Texte source:
Inhibition
Autres titres: Carine
Real: Paolo Poeti
Année: 1976
Origine: Italie
Genre: Drame / Erotique
Durée: 104mn
Acteurs: Claudine Beccarie, Ilona Staller, Ivan Rassimov, Cesare Barro, Patrizia Gori, Adolfo Caruso, Mattia Macchiaveli, Bruno Bertucci...
Résumé: Carol aurait tout tout pour être heureuse. Malheureusement, malgré sa fortune et son train de vie bourgeois, elle est marquée par son passé amoureux. Sa vie sexuelle est influencée par les maltraitances qu'elle dut subir de la part de son époux, un homme pervers mort d'une crise cardiaque durant une séance de sadomasochisme dont Carol était régulièrement victime. Elle est aujourd'hui une femme dominatrice C'est ainsi qu'elle aime dominer Anna, sa jeune secrétaire, qu'elle considère comme sa propriété. Un jour Carol rencontre Peter, un homme totalement libre, tandis qu'Anna tombe amoureuse d'un jeune aventurier. Si tout va bien pour Anna, Carol sent qu'elle perd sa puissance dominatrice avec Peter. Déstabilisée, jalouse de la relation qu'entretient Anna avec son jeune amant, Carol perd pied...
Si on peut aisément classer Inhibition dans la catégorie des films exotico-érotiques, il s'agit avant tout d'une oeuvre qui une fois de plus traite de la décadence et des vicissitudes d'une certaine bourgeoisie incarnée ici par Claudine Beccarie, l'ex-porn star du X français qui tentait là sa reconversion dans un cinéma plus classique. Tentative réussie même si des scènes hardcore furent par la suite rajoutées au grand dam de Claudine qui, à la sortie du film, entama une grève de la faim en guise de protestation.
C'est au coeur de somptueux décors tunisiens que Poeti situe cette histoire qui narre les tourments d'une femme, Carol, hantée par le souvenir des humiliations sexuelles qu'elle dut subir de la part de son défunt époux, un homme paralytique et pervers, adepte du sadomasochisme. A sa mort, enfin libérée de son emprise, ses frustrations se sont transformées en une sorte de pouvoir dominateur qu'elle exerce sur sa jeune secrétaire, Anna. L'arrivée d'un jeune aventurier et d'un homme, Peter, invétéré joueur et supposé archéologue, totalement libre, dans leur vie va déstabiliser Carol qui lentement sent qu'elle perd sa puissance dominatrice, prête à céder aux avances de Peter.
C'est de nouveau l'incontournable équation bourgeoisie = perversion que Poeti illustre ici par le biais de cet homme paraplégique qui offre sa jeune épouse aux plaisirs sadomasochistes lors de séances très particulières où elle est la proie d'invités tout aussi spéciaux. A sa mort, si elle a hérité de sa fortune, elle a surtout décidé de recommencer sa vie en se lançant dans les affaires se jurant de ne plus jamais tombée amoureuse. Lucide et cynique, elle passe ainsi du statut de femme soumise à celui de dominatrice qui à travers l'emprise qu'elle à sur Anna tente d'exorciser toutes ces années de passivité tout en masquant cette solitude qui la fait tant souffrir.

Listing fourni:
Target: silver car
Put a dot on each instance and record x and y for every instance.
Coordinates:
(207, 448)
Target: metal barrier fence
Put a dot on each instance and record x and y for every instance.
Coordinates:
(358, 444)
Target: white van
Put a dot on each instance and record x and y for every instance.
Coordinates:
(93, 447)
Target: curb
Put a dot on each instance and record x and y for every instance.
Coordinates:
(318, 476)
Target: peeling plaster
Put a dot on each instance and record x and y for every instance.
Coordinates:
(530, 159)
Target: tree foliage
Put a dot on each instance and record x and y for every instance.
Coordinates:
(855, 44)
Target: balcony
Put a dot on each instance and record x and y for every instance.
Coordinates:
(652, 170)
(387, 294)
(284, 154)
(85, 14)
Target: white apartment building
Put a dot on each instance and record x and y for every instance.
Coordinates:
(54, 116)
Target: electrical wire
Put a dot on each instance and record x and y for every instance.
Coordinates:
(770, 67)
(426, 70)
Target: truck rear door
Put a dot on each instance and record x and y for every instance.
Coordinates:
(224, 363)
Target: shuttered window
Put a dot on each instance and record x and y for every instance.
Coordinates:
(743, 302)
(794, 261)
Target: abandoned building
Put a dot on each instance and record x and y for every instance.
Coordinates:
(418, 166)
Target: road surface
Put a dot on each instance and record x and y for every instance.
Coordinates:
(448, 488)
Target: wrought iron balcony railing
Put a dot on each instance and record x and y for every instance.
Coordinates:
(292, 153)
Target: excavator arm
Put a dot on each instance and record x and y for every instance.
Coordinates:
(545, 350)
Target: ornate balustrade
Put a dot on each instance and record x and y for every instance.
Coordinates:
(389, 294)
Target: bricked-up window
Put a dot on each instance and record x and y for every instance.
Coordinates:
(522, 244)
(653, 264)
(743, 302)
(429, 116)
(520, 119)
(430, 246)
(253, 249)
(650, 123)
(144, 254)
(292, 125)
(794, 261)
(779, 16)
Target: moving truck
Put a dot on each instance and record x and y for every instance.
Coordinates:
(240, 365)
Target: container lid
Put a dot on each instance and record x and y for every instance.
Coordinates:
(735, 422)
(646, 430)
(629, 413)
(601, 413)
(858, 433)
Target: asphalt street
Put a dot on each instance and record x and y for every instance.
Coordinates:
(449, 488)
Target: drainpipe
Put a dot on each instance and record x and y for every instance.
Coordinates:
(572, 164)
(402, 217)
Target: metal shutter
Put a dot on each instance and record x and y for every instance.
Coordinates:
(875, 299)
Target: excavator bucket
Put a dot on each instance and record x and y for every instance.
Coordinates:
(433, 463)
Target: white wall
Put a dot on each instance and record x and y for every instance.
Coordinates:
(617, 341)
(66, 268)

Consigne:
Répondez à ces questions sur la fiche du film Inhibition présentée plus haut, une ligne par question.
(a) Quelle est l'année du film ?
(b) Par quel geste Claudine Beccarie a-t-elle protesté contre l'ajout de scènes hardcore ?
(c) Dans quels décors Poeti situe-t-il l'histoire ?

Réponse rédigée:
(a) 1976.
(b) Elle a entamé une grève de la faim à la sortie du film.
(c) Dans de somptueux décors tunisiens.